Exercise goal → Set down verbatim every line of the material below, starting with the line that contains "segment hazy sky" and continuing through the final line, both ends included.

#### Provided records

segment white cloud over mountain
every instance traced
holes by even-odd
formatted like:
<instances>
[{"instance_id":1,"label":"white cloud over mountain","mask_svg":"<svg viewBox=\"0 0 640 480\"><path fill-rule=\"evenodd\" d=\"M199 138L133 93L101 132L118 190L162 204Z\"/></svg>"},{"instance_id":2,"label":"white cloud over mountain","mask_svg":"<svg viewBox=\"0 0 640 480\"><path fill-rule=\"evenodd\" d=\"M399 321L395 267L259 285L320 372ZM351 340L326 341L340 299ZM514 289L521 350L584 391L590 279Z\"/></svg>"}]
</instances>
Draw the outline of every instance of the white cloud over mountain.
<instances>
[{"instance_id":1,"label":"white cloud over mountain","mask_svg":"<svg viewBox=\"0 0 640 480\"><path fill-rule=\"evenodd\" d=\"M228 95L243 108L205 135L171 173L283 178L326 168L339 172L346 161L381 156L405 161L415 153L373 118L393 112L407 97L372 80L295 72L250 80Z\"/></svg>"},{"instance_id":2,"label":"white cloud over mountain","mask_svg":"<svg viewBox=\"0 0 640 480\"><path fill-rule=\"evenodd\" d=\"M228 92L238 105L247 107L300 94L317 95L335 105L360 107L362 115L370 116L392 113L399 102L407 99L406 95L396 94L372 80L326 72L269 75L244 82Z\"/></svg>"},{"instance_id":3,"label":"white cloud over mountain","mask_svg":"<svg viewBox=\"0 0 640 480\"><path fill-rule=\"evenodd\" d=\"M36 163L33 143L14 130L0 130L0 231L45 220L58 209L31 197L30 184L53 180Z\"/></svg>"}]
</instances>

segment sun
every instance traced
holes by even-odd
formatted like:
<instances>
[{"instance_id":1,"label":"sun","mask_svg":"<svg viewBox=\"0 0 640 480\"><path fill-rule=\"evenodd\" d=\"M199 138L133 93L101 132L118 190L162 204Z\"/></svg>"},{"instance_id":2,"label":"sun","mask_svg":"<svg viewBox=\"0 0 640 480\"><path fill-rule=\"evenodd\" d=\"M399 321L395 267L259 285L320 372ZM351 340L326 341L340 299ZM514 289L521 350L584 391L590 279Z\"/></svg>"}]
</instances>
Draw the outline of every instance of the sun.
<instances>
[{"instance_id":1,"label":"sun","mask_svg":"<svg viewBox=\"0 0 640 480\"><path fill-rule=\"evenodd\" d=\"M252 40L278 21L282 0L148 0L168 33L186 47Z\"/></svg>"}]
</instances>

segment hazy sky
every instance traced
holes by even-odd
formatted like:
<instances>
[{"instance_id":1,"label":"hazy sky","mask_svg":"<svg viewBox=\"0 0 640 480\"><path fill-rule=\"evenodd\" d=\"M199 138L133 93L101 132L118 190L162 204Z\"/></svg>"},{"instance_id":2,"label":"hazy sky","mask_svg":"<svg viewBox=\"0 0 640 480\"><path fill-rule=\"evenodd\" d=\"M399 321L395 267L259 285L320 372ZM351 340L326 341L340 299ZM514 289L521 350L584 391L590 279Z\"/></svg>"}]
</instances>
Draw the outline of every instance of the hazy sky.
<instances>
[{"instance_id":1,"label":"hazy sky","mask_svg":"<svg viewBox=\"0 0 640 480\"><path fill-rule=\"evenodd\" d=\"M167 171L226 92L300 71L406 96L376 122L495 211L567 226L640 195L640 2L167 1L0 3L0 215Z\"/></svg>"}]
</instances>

########

The solution →
segment hazy sky
every instance traced
holes by even-odd
formatted like:
<instances>
[{"instance_id":1,"label":"hazy sky","mask_svg":"<svg viewBox=\"0 0 640 480\"><path fill-rule=\"evenodd\" d=\"M199 138L133 93L101 132L118 190L162 204Z\"/></svg>"},{"instance_id":2,"label":"hazy sky","mask_svg":"<svg viewBox=\"0 0 640 480\"><path fill-rule=\"evenodd\" d=\"M399 321L395 267L259 285L320 372ZM351 340L326 341L340 299ZM514 289L521 350L584 391L590 279Z\"/></svg>"}]
</instances>
Draw the outline of every instance of the hazy sky.
<instances>
[{"instance_id":1,"label":"hazy sky","mask_svg":"<svg viewBox=\"0 0 640 480\"><path fill-rule=\"evenodd\" d=\"M167 171L226 92L300 71L406 96L376 122L495 211L567 226L640 195L640 2L167 1L0 3L0 215Z\"/></svg>"}]
</instances>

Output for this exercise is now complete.